── Extracted data ──
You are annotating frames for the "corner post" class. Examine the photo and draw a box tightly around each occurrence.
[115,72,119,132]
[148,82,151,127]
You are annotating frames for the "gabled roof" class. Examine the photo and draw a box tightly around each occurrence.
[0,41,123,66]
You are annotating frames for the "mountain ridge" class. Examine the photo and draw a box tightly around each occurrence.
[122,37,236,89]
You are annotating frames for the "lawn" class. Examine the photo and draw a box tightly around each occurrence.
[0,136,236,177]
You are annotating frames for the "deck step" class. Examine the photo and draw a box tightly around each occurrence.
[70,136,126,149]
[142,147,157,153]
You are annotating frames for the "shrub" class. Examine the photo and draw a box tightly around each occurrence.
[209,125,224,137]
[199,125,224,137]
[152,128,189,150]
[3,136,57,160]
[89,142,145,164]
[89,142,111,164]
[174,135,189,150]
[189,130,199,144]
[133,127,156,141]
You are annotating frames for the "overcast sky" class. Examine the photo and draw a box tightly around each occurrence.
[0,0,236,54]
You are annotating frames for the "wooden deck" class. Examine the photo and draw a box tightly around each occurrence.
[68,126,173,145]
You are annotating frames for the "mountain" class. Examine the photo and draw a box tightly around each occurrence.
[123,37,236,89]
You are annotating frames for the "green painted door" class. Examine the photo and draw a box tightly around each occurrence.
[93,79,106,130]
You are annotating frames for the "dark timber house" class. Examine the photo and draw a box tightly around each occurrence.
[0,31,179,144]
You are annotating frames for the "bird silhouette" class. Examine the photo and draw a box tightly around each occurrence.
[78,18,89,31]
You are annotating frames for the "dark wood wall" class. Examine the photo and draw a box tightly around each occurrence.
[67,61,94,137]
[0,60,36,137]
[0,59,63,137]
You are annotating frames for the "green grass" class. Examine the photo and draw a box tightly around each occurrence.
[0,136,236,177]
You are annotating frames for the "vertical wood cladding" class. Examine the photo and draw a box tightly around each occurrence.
───
▶ _Aim_:
Rewrite all of the material above, replacing every "Examine the photo" with "Inspect the photo" and keeping everything else the same.

▶ _Output for this task_:
You are annotating frames for the "corner post" class. Inspect the photo and draw a box tightly around each occurrence.
[115,72,119,132]
[148,82,151,127]
You are annotating frames for the "gabled roof" class. Inspect the photo and draw a box tightly around each occurrence.
[0,41,123,66]
You are annotating frames for the "mountain ridge" class. Inspect the photo and draw a box tightly around each occurrence.
[122,37,236,89]
You are annotating frames for the "lawn" class. Inspect the photo and draw a box tightly around each occurrence.
[0,136,236,177]
You are annotating frames for the "deck step" class. Inspect the photo and draw a box tightly around each occurrence.
[70,136,126,149]
[142,147,157,153]
You are annotating frames for the "shrub" class. Inspect the photo and draw a box tightly around each occurrence.
[209,125,224,137]
[199,125,224,137]
[152,128,189,150]
[3,136,57,160]
[89,142,145,164]
[89,142,111,164]
[174,135,189,150]
[189,130,199,144]
[133,127,156,141]
You are annotating frames for the "overcast sky" class. Inspect the photo and draw a box tightly around each occurrence.
[0,0,236,54]
You are annotating frames for the "wooden deck" class. Inspect the photo and draw a box tightly around each occurrence.
[68,126,173,145]
You are annotating frames for the "mountain" class. Inspect the photo and draw a box tightly around each occurrence.
[123,37,236,89]
You are annotating frames for the "green painted door" class. Inspect the photo and draw a box tightly around each occurrence.
[93,79,106,130]
You are annotating frames for the "dark timber house" class. Inspect the photo and draw a box tightly around each occurrence.
[0,31,179,144]
You are annotating frames for the "bird silhouette" class. Inspect the photo and draw a box tightly around each occurrence.
[78,18,89,31]
You are annotating frames for the "dark wood wall" class. Inspect the photo and draw a box tightly around each occurrence.
[67,61,94,137]
[0,60,36,137]
[0,59,63,137]
You are annotating frames for the "green grass" class. Inspect the photo and draw a box tightly around each occurrence.
[0,136,236,177]
You are annotating frames for the "vertical wood cladding" class. Inspect the photo and draw a box tightly around each occurrence.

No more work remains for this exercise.